Exercise objective: Among the entries below, extract exactly the lines that run from the one with "Annotate each instance of the ocean" through the one with "Annotate each instance of the man's", both ends included.

(Dataset items)
·····

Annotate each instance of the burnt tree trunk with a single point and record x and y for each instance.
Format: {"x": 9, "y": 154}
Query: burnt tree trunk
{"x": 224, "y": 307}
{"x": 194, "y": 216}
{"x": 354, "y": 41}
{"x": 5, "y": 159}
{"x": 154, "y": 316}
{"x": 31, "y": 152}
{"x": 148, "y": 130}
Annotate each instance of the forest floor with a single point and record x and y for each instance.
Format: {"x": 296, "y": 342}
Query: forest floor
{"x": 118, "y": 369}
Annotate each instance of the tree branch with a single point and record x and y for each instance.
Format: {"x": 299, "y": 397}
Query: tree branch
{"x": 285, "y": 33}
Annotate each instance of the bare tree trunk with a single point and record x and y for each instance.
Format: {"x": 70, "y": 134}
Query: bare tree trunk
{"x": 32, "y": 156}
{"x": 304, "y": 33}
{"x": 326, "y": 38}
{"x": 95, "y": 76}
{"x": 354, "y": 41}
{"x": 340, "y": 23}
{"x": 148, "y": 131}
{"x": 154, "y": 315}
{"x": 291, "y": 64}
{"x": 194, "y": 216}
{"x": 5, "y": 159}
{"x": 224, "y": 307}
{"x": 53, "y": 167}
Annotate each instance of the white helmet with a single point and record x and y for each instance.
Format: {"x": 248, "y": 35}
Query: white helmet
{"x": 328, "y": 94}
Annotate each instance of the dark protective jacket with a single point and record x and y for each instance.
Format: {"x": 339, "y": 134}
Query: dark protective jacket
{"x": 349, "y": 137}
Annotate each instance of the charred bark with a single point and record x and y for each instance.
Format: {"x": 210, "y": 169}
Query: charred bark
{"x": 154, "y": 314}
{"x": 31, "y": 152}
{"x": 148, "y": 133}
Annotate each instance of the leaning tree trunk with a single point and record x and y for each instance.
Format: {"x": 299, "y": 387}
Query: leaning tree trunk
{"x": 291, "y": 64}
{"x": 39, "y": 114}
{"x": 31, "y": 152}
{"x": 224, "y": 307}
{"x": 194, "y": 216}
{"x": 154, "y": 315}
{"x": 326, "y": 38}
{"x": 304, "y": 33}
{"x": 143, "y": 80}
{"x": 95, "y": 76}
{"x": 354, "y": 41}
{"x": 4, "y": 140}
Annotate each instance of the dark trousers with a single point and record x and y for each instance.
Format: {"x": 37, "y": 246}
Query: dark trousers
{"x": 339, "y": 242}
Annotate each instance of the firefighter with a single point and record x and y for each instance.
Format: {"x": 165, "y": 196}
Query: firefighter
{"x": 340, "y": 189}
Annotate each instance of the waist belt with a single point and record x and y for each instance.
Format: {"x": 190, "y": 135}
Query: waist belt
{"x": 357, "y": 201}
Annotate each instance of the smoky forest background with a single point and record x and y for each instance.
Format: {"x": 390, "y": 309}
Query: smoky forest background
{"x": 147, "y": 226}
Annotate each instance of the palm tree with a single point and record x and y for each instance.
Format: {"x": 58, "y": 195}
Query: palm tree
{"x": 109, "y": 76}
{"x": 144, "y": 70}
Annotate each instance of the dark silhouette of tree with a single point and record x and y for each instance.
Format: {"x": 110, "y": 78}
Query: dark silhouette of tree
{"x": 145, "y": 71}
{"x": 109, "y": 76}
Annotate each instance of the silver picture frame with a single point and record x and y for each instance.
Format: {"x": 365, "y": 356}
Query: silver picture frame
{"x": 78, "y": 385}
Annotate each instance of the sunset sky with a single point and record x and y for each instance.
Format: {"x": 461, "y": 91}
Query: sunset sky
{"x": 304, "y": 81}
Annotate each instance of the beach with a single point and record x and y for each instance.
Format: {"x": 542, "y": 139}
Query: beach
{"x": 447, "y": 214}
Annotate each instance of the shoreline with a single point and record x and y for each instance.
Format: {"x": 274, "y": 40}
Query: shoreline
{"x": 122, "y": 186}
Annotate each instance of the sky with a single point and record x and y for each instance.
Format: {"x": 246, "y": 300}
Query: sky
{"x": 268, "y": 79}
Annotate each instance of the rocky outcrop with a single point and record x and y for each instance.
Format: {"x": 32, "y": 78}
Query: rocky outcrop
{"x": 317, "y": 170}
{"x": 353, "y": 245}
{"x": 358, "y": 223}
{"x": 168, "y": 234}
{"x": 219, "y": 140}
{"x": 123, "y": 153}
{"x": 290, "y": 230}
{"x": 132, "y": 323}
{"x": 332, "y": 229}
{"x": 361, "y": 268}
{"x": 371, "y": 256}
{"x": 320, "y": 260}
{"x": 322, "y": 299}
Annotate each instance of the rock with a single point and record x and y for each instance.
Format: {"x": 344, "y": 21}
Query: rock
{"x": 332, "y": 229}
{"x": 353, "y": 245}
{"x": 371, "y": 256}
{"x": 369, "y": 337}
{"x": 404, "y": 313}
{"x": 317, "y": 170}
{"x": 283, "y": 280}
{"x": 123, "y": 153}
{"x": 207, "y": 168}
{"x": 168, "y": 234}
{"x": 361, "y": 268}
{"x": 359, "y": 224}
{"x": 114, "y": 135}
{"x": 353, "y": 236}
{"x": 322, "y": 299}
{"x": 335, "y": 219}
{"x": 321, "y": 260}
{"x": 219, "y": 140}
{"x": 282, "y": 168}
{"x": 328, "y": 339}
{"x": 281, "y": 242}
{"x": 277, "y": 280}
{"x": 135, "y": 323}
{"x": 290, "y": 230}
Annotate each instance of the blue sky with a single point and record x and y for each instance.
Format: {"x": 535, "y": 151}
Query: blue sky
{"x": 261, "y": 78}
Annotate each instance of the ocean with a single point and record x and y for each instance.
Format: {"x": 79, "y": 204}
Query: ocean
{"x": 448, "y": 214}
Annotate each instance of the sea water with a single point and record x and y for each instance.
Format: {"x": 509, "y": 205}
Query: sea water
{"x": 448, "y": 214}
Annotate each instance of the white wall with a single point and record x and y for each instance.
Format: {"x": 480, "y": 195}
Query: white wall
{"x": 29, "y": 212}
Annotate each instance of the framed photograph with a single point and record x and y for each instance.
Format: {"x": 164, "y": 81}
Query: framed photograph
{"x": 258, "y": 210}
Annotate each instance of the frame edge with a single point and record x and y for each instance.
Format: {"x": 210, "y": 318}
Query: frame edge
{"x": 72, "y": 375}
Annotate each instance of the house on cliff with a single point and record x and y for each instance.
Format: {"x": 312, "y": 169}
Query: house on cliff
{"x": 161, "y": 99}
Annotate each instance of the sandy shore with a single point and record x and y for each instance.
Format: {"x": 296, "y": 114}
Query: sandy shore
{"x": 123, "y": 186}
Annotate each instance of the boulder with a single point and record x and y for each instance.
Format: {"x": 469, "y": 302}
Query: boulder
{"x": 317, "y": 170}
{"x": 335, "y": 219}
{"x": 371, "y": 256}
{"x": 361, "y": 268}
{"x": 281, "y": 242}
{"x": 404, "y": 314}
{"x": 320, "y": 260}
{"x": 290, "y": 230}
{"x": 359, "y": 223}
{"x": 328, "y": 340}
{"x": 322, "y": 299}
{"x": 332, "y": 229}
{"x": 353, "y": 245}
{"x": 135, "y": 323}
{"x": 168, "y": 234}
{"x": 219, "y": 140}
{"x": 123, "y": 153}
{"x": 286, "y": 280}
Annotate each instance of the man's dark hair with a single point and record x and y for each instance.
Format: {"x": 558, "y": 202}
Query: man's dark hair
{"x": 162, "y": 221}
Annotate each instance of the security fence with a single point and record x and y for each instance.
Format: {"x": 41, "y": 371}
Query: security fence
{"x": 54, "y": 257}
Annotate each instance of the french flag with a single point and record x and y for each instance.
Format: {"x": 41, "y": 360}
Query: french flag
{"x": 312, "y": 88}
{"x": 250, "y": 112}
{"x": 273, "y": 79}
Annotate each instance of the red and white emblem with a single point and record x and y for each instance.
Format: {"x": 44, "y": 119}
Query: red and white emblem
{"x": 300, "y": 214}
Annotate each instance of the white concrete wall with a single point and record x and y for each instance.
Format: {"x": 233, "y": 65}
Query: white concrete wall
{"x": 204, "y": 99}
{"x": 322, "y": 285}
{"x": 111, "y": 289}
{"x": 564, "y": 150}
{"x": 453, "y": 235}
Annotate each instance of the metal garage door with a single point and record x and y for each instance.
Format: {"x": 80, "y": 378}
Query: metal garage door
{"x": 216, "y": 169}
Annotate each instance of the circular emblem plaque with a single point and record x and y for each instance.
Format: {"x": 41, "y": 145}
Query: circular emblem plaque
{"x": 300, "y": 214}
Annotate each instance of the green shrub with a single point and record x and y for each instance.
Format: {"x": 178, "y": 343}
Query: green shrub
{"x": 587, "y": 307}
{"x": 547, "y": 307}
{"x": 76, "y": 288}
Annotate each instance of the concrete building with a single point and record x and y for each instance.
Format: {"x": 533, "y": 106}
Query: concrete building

·····

Expected answer:
Annotate each instance of the ocean with a single point and record x and y for each instance.
Format: {"x": 79, "y": 204}
Query: ocean
{"x": 448, "y": 214}
Annotate each instance of the sea water with a single point and record x and y for each instance.
Format: {"x": 509, "y": 205}
Query: sea water
{"x": 448, "y": 214}
Annotate each instance of the white wall with a single point and record x and y for each instance.
Format: {"x": 480, "y": 195}
Query: white wall
{"x": 29, "y": 212}
Annotate each instance of the framed photograph with a single point and record x and y for each instance.
Format: {"x": 164, "y": 81}
Query: framed photograph
{"x": 258, "y": 210}
Annotate each instance of the frame edge with a single point and record x and y for each instance.
Format: {"x": 210, "y": 318}
Query: frame edge
{"x": 72, "y": 375}
Annotate each instance of the house on cliff with a single point and record x and y for each instance.
Format: {"x": 312, "y": 169}
Query: house on cliff
{"x": 161, "y": 99}
Annotate each instance of the sandy shore with a single point and record x and y for each instance.
Format: {"x": 296, "y": 114}
Query: sandy shore
{"x": 123, "y": 186}
Annotate each instance of the boulder with a single point and record x and y for each instance.
Format: {"x": 469, "y": 302}
Query: boulder
{"x": 317, "y": 170}
{"x": 335, "y": 219}
{"x": 371, "y": 256}
{"x": 361, "y": 268}
{"x": 281, "y": 242}
{"x": 404, "y": 314}
{"x": 320, "y": 260}
{"x": 290, "y": 230}
{"x": 359, "y": 223}
{"x": 328, "y": 340}
{"x": 322, "y": 299}
{"x": 332, "y": 229}
{"x": 353, "y": 245}
{"x": 135, "y": 323}
{"x": 168, "y": 234}
{"x": 219, "y": 140}
{"x": 123, "y": 153}
{"x": 286, "y": 280}
Annotate each instance of the man's dark hair with a single point and record x and y for each instance.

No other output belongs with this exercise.